» ЗАДАНИЕ:
Представьте в виде таблицы Markdown со столбцами «№» и «Строка» строки данных начиная с первой и заканчивая строкой, содержащей «Now the shadow», включительно. Пустые строки не включайте.

» ФРАГМЕНТ ДАННЫХ:
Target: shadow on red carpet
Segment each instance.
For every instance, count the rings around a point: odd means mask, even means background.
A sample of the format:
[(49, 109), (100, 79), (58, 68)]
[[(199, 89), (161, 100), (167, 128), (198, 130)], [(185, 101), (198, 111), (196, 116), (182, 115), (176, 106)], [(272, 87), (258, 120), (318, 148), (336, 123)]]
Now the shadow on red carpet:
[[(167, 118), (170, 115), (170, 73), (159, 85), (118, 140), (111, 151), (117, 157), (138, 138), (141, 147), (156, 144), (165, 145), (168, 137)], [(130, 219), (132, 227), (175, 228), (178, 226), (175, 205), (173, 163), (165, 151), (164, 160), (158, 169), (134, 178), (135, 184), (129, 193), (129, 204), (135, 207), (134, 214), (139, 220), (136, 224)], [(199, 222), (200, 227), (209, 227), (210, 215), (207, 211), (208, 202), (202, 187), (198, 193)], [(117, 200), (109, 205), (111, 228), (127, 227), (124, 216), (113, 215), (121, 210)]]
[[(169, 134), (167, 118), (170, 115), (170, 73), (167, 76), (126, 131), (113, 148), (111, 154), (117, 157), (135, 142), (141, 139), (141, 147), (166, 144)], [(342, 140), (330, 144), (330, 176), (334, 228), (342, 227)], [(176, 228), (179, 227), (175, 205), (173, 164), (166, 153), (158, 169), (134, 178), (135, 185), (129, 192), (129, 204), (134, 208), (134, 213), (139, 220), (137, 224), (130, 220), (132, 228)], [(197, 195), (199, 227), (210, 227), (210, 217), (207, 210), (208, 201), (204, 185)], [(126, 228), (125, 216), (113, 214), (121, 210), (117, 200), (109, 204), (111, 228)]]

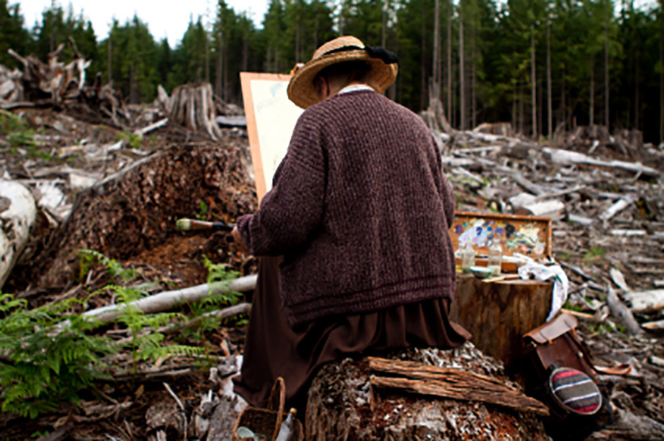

» ВЫПОЛНЕННОЕ ЗАДАНИЕ:
| № | Строка |
|---|---|
| 1 | Target: shadow on red carpet |
| 2 | Segment each instance. |
| 3 | For every instance, count the rings around a point: odd means mask, even means background. |
| 4 | A sample of the format: |
| 5 | [(49, 109), (100, 79), (58, 68)] |
| 6 | [[(199, 89), (161, 100), (167, 128), (198, 130)], [(185, 101), (198, 111), (196, 116), (182, 115), (176, 106)], [(272, 87), (258, 120), (318, 148), (336, 123)]] |
| 7 | Now the shadow on red carpet: |